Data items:
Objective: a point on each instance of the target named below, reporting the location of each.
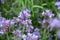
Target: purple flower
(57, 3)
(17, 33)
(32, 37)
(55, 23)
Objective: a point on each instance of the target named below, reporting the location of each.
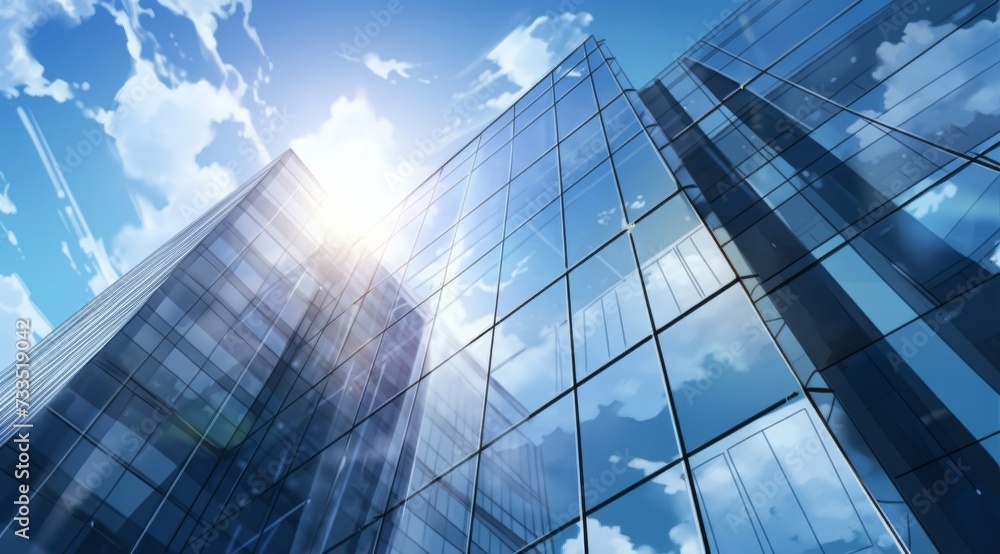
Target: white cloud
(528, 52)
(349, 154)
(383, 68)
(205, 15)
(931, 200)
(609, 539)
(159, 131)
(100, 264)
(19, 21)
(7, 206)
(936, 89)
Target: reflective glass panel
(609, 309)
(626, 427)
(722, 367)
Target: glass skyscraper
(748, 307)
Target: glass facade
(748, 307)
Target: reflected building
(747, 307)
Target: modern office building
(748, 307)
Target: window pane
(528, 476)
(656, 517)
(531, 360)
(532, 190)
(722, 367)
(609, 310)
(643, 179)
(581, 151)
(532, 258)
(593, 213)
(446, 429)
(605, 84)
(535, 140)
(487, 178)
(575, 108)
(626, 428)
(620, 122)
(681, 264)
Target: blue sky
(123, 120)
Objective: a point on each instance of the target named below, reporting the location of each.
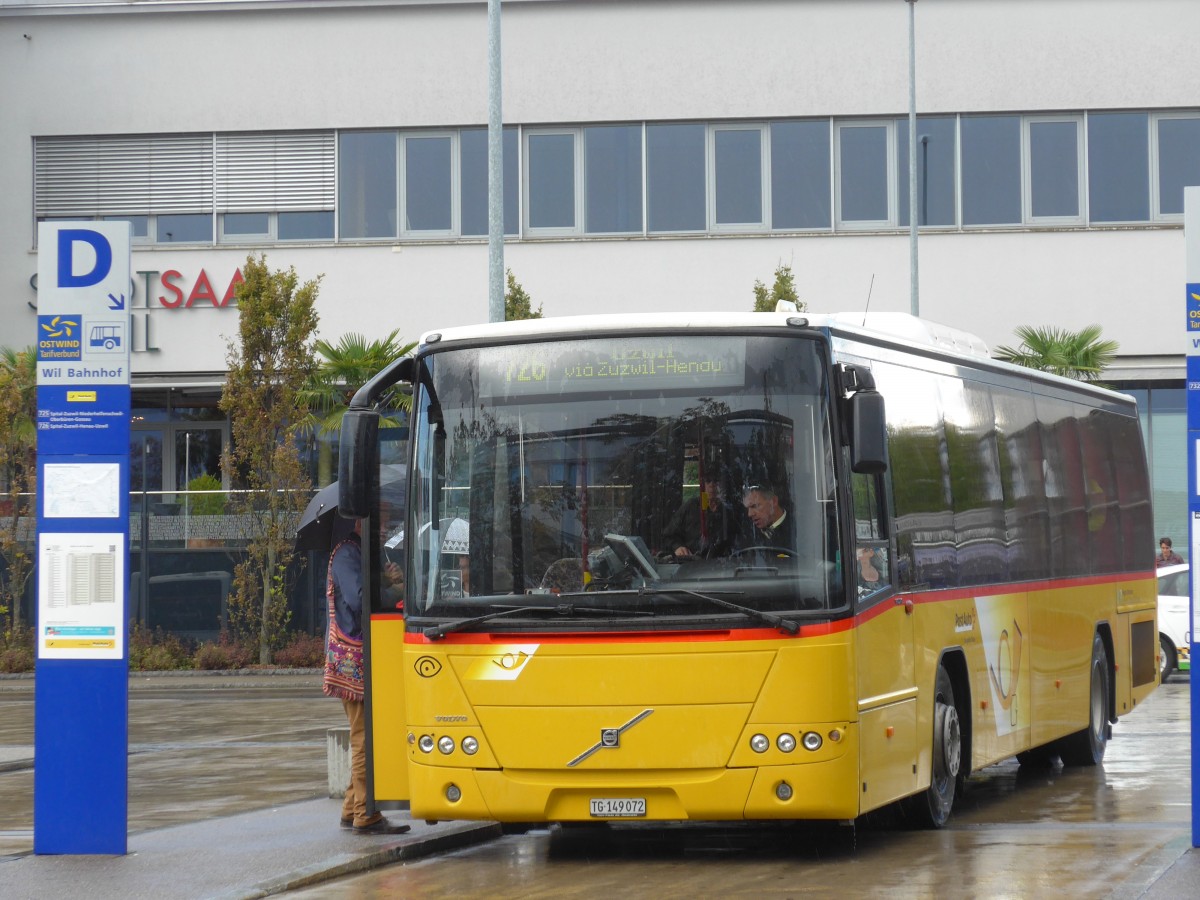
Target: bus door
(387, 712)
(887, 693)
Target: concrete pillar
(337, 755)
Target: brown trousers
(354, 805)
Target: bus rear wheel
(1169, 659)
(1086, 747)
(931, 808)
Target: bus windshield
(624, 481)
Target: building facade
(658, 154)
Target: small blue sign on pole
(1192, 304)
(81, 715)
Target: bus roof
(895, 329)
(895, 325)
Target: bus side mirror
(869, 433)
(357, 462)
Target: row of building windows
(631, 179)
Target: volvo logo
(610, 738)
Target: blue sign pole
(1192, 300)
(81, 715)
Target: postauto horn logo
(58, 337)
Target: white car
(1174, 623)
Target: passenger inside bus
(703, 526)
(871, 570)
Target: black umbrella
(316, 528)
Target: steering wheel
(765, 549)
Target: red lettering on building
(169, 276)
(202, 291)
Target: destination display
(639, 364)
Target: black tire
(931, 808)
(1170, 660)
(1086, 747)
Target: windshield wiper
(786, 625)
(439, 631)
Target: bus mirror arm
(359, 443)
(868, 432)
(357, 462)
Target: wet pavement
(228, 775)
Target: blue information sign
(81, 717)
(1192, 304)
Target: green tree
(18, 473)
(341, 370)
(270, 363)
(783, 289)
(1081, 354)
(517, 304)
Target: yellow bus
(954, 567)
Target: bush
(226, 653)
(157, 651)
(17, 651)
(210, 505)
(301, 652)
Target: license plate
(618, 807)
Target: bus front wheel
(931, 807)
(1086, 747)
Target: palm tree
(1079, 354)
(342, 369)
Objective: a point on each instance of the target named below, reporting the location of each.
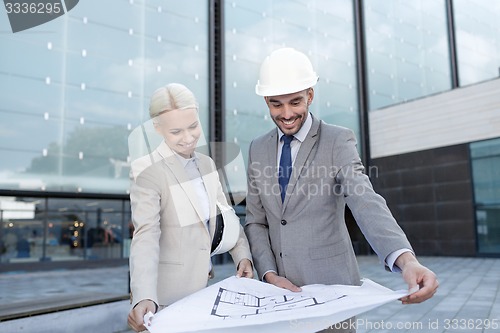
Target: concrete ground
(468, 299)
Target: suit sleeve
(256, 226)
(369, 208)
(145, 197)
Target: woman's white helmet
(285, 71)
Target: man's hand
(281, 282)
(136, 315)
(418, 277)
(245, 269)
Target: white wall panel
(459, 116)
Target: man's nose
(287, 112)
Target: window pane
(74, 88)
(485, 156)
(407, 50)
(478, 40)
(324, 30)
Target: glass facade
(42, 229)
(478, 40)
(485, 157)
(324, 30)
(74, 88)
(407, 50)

...

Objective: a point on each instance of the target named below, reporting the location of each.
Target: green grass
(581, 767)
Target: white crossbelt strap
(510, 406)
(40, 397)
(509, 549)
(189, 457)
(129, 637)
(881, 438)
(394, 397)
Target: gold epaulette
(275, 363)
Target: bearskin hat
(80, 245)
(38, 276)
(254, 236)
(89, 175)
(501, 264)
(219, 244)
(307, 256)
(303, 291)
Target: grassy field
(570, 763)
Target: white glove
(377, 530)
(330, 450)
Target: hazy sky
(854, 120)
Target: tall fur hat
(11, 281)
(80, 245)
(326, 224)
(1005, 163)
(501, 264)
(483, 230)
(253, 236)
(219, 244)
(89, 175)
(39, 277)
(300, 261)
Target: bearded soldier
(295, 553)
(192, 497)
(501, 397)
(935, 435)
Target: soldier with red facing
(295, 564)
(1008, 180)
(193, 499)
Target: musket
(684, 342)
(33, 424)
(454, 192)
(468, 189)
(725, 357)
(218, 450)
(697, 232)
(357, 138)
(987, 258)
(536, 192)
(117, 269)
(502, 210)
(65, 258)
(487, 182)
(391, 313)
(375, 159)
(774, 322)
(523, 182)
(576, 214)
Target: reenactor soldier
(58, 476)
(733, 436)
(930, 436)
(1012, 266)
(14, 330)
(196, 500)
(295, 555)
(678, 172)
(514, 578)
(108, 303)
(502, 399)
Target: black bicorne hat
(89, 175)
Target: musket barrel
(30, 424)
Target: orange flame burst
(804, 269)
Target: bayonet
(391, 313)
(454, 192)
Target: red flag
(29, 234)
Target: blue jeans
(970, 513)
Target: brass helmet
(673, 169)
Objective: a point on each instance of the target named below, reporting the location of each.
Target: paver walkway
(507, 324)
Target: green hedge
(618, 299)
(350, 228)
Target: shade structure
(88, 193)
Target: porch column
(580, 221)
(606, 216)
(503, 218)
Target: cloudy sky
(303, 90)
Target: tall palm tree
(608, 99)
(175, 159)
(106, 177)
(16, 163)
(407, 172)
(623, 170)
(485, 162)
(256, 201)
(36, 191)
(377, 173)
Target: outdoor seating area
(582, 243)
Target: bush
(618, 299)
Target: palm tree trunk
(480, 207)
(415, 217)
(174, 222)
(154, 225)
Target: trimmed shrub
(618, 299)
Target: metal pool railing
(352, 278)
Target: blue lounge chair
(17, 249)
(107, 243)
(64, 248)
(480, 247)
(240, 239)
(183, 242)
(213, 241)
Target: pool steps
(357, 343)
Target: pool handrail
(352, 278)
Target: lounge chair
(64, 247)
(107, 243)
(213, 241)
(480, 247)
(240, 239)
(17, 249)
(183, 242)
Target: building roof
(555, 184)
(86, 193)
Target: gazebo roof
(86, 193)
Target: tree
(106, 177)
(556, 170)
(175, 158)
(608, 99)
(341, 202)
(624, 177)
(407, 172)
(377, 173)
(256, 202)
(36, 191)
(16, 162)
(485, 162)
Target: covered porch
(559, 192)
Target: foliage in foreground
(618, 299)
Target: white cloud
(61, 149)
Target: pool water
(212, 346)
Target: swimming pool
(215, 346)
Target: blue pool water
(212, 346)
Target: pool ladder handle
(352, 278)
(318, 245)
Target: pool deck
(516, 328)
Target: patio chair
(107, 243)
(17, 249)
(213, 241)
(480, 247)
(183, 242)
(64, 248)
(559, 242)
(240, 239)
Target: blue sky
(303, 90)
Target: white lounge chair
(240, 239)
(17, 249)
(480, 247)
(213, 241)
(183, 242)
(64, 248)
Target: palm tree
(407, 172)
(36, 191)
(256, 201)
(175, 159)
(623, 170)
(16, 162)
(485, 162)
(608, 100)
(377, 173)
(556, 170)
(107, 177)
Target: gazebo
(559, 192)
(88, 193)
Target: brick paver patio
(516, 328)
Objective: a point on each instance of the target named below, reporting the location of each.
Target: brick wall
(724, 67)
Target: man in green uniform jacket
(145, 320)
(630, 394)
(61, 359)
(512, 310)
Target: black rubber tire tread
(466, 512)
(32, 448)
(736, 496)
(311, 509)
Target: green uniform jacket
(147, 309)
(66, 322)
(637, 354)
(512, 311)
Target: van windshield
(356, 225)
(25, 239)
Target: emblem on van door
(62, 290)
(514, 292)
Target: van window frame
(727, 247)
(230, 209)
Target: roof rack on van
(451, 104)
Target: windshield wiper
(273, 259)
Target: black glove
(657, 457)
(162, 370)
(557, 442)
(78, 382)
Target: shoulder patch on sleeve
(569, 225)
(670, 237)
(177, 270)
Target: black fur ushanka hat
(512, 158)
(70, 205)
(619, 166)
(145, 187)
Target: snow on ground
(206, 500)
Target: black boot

■ **Instruction**: Can you rewrite everything from the line containing "Target: van windshield" down to the line containing "Target: black boot", replacing "van" with "truck" and leaving everything else the same?

■ **The completed task**:
Target: truck windshield
(356, 225)
(25, 239)
Target: emblem on truck door
(62, 290)
(514, 292)
Target: truck window frame
(727, 247)
(230, 209)
Target: roof rack on truck
(451, 104)
Target: windshield wiper
(273, 259)
Target: black glove
(657, 457)
(162, 370)
(557, 442)
(78, 382)
Target: shoulder patch on sleeve
(569, 225)
(670, 237)
(177, 270)
Target: black fur ushanka hat
(512, 158)
(70, 205)
(619, 166)
(145, 187)
Target: snow on ground
(206, 500)
Target: black boot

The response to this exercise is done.